_TAREFAS A REALIZAR_
[1] Traduza para o inglês esta frase do trecho sobre a educação brasileira na pandemia: "A ausência de investimento adequado na educação, antes e durante a pandemia, levou a um cenário de aprofundamento da exclusão escolar."
[2] Dê prosseguimento ao trecho sobre a educação brasileira na pandemia, partindo da última frase apresentada.

_TRECHO SELECIONADO_
● ● ● ●

Luiz Felipe Stevanim
Radis

A ausência de investimento adequado na educação, antes e durante a pandemia, levou a um cenário de aprofundamento da exclusão escolar. Essa é a avaliação de Andressa Pellanda, coordenadora geral da Campanha Nacional pelo Direito à Educação, para quem a educação brasileira vivencia “uma crise dentro da crise” com a pandemia de Covid-19. 

A cientista política especialista em políticas educacionais, que também integra a Campanha Global pela Educação, aponta que as desigualdades estruturais “emergiram à superfície” no cenário trazido pelo novo coronavírus. “As políticas adotadas para a educação, como a implantação de educação remota mediada por tecnologias, foram pensadas de forma alheia a essa desigualdade, sem trazer caminhos de solução para os problemas estruturais. E elas não deram certo”, avalia.

● ● ● ●

[Dados de localização de pontos]
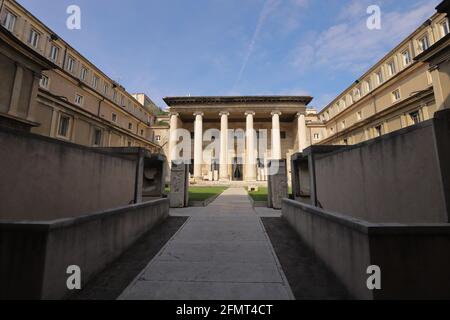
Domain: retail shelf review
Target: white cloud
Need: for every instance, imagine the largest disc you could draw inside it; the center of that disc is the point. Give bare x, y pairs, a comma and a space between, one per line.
350, 45
268, 8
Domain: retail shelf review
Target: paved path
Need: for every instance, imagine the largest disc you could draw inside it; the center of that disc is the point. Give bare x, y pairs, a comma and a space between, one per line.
221, 253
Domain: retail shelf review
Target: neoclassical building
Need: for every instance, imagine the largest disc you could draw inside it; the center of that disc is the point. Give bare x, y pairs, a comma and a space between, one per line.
279, 120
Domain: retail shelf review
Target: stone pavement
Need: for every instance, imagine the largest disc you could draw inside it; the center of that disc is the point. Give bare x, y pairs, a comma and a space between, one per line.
221, 253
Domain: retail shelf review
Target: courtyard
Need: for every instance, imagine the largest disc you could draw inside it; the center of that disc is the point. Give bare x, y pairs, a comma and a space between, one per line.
225, 251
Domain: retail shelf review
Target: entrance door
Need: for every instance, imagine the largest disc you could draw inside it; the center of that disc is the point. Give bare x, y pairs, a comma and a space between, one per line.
238, 169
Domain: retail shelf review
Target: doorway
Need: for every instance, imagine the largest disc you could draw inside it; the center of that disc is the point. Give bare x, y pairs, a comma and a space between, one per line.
238, 170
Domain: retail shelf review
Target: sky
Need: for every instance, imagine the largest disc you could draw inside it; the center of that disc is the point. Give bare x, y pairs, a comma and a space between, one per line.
234, 47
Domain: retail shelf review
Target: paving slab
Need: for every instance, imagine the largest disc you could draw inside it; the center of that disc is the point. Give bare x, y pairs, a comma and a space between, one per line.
221, 253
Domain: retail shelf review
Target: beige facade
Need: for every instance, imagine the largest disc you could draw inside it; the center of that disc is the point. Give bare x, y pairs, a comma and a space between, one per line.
395, 93
278, 121
76, 101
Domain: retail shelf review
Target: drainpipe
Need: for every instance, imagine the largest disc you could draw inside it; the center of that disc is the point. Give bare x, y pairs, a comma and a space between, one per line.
1, 6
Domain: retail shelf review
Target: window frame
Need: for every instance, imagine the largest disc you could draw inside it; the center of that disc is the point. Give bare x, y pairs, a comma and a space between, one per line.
10, 17
68, 127
392, 69
380, 77
84, 73
420, 40
445, 25
96, 143
419, 118
81, 100
95, 81
408, 61
394, 95
70, 64
34, 38
41, 82
54, 53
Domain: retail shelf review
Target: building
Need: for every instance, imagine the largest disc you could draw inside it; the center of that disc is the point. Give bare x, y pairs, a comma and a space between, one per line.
395, 93
76, 101
278, 120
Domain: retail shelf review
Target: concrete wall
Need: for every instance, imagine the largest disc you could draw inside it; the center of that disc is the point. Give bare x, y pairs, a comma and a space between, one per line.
395, 178
414, 259
38, 269
45, 179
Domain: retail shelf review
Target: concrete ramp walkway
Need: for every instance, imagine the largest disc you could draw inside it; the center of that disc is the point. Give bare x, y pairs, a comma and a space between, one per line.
221, 253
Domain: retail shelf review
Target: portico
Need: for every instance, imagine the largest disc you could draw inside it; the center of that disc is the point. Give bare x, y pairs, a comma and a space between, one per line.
247, 132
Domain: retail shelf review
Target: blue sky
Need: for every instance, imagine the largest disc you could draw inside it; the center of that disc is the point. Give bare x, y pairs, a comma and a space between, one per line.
234, 47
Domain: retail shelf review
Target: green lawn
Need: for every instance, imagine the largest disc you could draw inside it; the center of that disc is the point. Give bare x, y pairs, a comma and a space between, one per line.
261, 194
203, 193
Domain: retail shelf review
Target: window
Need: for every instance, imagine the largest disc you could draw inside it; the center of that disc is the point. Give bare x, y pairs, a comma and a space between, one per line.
83, 73
368, 85
97, 137
64, 125
379, 76
10, 21
396, 95
424, 43
79, 100
34, 38
406, 58
95, 80
445, 29
70, 64
415, 117
357, 93
350, 99
359, 115
54, 53
44, 82
378, 131
391, 68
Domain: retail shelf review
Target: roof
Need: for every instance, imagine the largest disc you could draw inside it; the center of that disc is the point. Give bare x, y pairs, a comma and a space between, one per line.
173, 101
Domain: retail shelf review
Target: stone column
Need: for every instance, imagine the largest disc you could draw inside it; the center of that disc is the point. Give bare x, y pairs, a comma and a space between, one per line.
302, 144
223, 175
172, 135
198, 145
276, 136
250, 147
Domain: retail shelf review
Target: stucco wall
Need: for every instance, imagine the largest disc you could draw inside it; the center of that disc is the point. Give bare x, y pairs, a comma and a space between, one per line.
47, 249
44, 179
395, 178
414, 259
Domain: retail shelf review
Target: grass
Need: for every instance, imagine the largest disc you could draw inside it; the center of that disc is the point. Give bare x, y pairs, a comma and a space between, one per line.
262, 193
203, 193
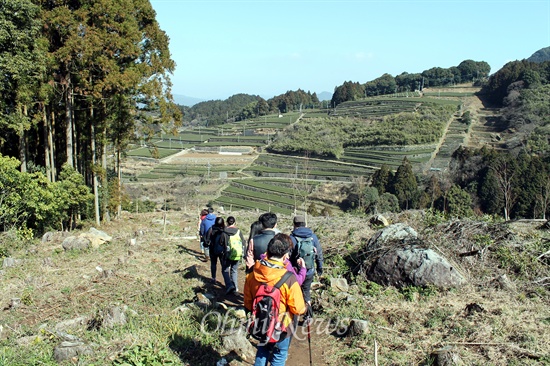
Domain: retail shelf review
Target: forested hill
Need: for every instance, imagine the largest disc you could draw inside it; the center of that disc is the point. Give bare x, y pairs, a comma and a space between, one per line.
243, 106
541, 55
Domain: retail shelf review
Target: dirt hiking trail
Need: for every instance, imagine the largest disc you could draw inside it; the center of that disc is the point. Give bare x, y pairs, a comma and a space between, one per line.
299, 346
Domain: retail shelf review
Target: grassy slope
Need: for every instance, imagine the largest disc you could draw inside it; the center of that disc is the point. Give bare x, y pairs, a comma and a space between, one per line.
162, 272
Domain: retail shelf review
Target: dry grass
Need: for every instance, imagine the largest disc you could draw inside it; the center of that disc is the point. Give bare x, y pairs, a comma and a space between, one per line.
161, 272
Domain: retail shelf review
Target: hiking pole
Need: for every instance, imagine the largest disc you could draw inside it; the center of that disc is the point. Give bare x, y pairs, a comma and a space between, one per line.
309, 341
309, 319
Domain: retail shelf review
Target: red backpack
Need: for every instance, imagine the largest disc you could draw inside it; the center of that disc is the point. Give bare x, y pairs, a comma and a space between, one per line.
264, 323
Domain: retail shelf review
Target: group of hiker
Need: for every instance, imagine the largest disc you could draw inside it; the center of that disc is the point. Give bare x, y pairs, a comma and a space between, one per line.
280, 269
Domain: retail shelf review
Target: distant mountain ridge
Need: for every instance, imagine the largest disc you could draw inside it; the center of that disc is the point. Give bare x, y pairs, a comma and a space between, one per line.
186, 101
541, 55
324, 96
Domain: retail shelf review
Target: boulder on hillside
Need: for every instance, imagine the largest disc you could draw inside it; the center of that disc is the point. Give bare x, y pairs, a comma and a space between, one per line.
414, 266
396, 256
54, 236
379, 220
76, 242
389, 236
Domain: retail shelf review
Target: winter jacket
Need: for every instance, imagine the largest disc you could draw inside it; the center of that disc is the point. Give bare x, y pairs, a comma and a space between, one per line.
305, 232
206, 224
232, 230
215, 239
270, 272
258, 246
300, 275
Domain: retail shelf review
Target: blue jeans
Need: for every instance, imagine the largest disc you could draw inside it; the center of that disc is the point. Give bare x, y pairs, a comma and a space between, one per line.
277, 353
229, 272
214, 262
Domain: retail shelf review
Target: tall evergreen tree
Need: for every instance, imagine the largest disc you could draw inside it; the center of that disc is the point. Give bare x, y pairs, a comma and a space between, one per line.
23, 64
405, 186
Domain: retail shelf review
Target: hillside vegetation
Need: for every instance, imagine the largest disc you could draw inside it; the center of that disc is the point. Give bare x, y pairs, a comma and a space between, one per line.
153, 275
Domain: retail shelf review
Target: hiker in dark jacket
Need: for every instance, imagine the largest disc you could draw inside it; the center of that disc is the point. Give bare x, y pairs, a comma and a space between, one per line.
230, 267
215, 237
258, 244
302, 232
205, 226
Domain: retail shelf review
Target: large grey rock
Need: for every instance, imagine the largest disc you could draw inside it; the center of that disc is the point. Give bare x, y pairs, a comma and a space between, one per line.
379, 220
54, 236
339, 284
396, 233
76, 242
358, 327
238, 343
412, 266
8, 262
100, 234
68, 350
70, 323
28, 340
113, 316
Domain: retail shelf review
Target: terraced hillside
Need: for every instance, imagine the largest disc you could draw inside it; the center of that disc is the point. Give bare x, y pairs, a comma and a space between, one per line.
251, 179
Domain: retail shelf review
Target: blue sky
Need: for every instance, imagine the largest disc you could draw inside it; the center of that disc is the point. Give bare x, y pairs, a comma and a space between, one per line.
267, 47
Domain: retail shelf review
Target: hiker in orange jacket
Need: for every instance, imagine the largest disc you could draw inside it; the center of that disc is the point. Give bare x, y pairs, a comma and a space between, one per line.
270, 271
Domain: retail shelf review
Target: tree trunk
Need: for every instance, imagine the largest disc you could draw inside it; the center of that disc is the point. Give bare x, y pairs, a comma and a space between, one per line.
75, 136
68, 121
105, 181
23, 143
94, 167
51, 127
47, 162
119, 175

● ● ● ●

_RESPOSTAS A SEGUIR_
[1] The lack of adequate investment in education, before and during the pandemic, led to a scenario of deepening school exclusion.

[2]
Os países que melhor responderam aos desafios da pandemia, de acordo com Andressa, foram aqueles que destinaram financiamento adequado e implementaram políticas com gestão democrática e cooperação. “O Brasil não só é um mau exemplo no primeiro ponto, por conta das políticas de austeridade ainda vigentes e da falta de investimentos adequados, como também do segundo ponto, já que as decisões foram tomadas de forma verticalizada e descoladas da realidade do país”, analisa. 

Segundo ela, durante a pandemia, o Brasil não tem investido na formação de professores e em insumos adequados para a educação, seja para implementar as atividades remotas ou para a reabertura segura com condições sanitárias. “Professores e estudantes, sujeitos nucleares do direito à educação, não foram ouvidos por boa parte das redes de ensino antes de serem implementadas as políticas emergenciais e não estão sendo ainda. O resultado disso é um aprofundamento das discriminações e da exclusão escolar”.

Essa também é a avaliação da Relatoria Especial da Organização das Nações Unidas (ONU) para o direito à educação, que aponta o Brasil como “mau exemplo” de resposta à pandemia na área de educação por conta do “desmantelamento das políticas públicas”. “Medidas de austeridade e cortes no orçamento dos sistemas públicos de ensino enfraqueceram a capacidade de administrar a crise educacional e garantir a proteção a todos”, afirma o relatório sobre o impacto da Covid-19 na educação, apresentado na 44ª Sessão do Conselho de Direitos Humanos da ONU, em Genebra, em 3 de julho deste ano.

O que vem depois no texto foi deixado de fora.